-- Selected extract follows --
I remember the first time I encountered Ed Stevens. I was asked to teach a Wednesday night class at church on evangelism. Ed was an older gentleman in the back who stood out to me because, with his wiry white hair, cargo shorts, tube socks and old worn out polo shirt, complete with a pocket protector, he looked to me like a shorter, stouter version of Doc Brown from the Back to the Future movies.
Some time later I started attending the mid-week prayer service at church, which was very sparsely attended. To be honest, I attended out of convenience since I normally dropped my boys off for the middle school youth group and it seemed like a waste of time and gas to drive 20 minutes home only to leave 15 minutes later for the 20 minute return trip to pick them up. Ed was there out of conviction. He just loved to pray.
Ed was a classic example of “don’t judge a book by its cover.” Ed didn’t make any fashion statements and if you didn’t know him, you might make the mistake of thinking he was a guy who was a bit down on his luck.
-- Selected extract concluded --
-- Data under study follows --
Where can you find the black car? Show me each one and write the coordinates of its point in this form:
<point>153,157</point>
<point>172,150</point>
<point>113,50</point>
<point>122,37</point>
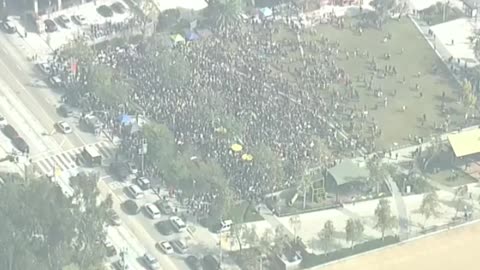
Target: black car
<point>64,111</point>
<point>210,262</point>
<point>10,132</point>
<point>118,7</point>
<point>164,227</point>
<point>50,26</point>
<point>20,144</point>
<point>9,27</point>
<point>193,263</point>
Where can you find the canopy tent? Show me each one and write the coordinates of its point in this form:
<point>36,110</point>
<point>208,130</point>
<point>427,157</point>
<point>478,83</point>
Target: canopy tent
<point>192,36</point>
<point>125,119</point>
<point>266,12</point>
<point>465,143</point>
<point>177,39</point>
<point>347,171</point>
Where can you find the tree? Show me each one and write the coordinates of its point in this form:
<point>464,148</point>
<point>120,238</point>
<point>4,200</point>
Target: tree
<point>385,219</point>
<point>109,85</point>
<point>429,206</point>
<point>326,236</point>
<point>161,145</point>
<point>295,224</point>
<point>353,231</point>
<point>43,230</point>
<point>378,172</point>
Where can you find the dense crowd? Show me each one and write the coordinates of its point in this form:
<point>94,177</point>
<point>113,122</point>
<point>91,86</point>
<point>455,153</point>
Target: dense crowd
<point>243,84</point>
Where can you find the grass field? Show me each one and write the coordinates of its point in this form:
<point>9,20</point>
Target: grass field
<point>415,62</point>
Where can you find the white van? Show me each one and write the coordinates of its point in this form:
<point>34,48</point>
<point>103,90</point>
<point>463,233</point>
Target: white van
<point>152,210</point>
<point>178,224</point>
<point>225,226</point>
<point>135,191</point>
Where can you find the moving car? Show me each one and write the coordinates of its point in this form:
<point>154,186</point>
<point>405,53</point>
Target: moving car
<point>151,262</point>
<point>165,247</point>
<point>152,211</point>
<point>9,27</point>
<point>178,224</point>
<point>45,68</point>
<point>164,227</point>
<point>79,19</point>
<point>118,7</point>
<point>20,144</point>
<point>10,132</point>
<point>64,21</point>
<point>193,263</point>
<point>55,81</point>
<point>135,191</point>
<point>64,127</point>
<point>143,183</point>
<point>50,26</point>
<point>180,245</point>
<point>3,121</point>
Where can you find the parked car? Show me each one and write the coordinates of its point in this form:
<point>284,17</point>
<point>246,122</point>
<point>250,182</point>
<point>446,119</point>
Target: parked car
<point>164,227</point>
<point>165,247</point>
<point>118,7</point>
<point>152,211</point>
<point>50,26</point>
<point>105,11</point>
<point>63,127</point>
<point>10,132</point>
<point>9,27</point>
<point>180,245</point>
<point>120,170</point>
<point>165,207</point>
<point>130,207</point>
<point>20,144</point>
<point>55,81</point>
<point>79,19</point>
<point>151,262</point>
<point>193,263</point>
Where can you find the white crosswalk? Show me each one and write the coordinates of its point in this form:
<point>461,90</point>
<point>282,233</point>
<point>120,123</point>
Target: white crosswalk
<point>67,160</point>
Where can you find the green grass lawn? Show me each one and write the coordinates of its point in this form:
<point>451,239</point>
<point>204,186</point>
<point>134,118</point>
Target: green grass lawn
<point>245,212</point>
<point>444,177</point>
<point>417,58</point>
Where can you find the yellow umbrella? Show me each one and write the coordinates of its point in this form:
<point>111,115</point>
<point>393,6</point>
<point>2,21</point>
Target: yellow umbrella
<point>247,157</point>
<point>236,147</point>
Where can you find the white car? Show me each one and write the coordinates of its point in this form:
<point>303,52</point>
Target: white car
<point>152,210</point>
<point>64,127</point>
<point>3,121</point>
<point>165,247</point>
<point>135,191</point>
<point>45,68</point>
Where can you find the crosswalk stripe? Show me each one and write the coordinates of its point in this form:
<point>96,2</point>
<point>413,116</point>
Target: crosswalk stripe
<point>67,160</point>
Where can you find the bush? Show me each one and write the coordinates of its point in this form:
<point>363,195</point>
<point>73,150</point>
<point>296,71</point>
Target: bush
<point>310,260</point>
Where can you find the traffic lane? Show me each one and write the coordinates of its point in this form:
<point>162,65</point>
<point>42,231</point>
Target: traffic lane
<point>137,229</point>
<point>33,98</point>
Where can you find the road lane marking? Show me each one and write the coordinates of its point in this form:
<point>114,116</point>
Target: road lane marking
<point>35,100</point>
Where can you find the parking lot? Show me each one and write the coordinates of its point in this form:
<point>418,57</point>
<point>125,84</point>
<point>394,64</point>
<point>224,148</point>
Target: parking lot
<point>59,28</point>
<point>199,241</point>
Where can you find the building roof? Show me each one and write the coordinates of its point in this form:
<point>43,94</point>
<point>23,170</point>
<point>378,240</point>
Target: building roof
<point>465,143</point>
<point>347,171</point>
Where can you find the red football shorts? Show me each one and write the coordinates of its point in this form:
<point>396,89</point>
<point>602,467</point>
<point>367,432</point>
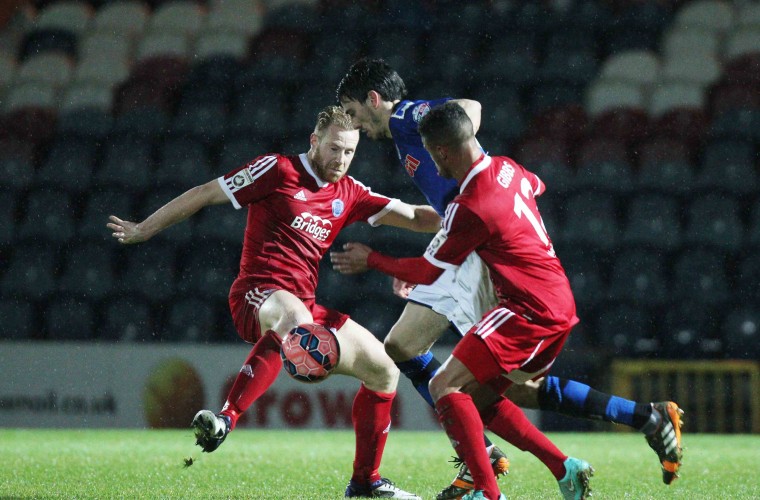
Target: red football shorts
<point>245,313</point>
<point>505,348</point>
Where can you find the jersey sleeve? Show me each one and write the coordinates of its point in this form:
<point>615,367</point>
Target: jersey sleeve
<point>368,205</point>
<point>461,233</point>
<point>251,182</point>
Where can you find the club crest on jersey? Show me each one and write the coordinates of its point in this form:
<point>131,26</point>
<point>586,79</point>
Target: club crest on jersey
-- Data under study concluded --
Activity list:
a) Reproduce the passage about Ed Stevens word for word from "Some time later" to "on his luck.".
b) According to the passage about Ed Stevens, why did the writer attend the mid-week prayer service? Answer in one to three sentences.

Numbered answers:
a)
Some time later I started attending the mid-week prayer service at church, which was very sparsely attended. To be honest, I attended out of convenience since I normally dropped my boys off for the middle school youth group and it seemed like a waste of time and gas to drive 20 minutes home only to leave 15 minutes later for the 20 minute return trip to pick them up. Ed was there out of conviction. He just loved to pray.
Ed was a classic example of “don’t judge a book by its cover.” Ed didn’t make any fashion statements and if you didn’t know him, you might make the mistake of thinking he was a guy who was a bit down on his luck.

b) The writer attended out of convenience. The writer's boys were dropped off for the middle school youth group at church. Driving 20 minutes home only to leave 15 minutes later for the 20-minute trip back to pick them up seemed a waste of time and gas.